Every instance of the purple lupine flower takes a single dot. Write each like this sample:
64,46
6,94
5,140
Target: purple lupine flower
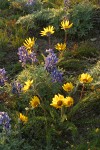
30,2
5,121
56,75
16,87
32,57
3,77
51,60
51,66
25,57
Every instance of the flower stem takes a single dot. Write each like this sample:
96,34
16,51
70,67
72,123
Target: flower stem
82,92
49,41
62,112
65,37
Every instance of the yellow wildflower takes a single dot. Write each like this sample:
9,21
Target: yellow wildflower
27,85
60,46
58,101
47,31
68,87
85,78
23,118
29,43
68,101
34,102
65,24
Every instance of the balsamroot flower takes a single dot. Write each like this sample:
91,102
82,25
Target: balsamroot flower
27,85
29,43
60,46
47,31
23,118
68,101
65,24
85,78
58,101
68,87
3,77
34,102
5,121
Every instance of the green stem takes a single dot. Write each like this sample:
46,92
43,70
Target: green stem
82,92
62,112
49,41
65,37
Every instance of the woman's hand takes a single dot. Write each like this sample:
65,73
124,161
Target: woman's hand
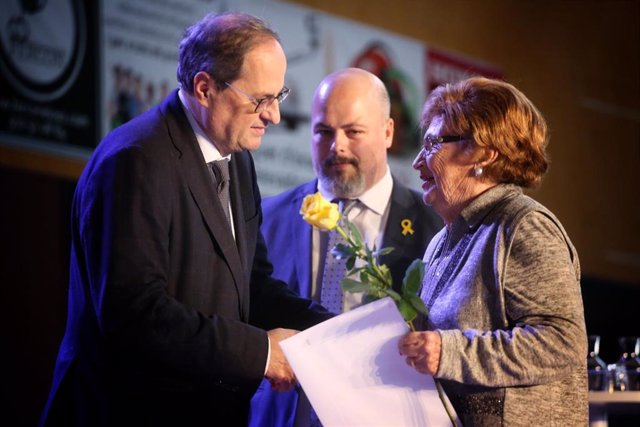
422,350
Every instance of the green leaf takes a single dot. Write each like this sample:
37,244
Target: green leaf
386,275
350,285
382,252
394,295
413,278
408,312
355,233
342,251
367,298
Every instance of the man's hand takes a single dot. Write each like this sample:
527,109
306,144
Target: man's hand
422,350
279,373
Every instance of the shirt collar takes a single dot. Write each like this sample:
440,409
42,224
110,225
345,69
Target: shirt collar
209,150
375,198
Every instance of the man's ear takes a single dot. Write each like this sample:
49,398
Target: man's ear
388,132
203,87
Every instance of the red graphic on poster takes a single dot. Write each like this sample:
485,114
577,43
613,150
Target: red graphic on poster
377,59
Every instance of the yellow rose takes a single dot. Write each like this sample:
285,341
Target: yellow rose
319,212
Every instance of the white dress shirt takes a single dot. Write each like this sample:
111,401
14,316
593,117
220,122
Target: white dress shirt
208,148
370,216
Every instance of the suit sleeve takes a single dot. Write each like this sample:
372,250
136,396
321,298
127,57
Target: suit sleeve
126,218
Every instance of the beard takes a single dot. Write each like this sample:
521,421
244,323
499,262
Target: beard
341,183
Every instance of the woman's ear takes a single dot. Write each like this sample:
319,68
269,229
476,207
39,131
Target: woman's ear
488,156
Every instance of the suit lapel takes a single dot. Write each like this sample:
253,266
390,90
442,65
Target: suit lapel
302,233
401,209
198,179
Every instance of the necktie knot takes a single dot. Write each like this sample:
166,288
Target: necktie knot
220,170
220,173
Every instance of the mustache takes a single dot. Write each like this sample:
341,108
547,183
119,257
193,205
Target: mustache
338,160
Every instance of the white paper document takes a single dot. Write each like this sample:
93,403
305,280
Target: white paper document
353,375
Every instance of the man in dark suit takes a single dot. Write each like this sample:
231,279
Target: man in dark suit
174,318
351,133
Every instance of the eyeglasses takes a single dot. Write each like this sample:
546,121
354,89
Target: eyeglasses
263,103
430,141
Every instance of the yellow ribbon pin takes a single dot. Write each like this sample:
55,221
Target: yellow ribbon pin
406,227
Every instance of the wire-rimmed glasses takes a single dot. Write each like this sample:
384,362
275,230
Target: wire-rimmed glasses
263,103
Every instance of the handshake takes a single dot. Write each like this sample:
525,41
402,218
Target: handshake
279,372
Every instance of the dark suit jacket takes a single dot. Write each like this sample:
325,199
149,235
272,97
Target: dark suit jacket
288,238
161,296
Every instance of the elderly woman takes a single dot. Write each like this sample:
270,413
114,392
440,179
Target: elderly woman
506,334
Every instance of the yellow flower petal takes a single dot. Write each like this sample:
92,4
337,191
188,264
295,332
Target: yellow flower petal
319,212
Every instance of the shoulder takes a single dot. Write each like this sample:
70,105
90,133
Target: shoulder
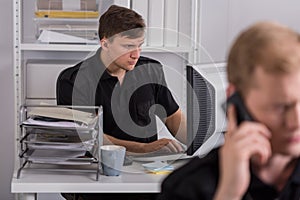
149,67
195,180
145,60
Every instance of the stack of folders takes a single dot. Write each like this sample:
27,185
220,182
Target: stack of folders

════════════════

Exercise description
Of all the lines in the data above, show only those that hold the word "folders".

Result
Every instance of the stack of folders takes a single dot. Write each like this sample:
Target: stack of folders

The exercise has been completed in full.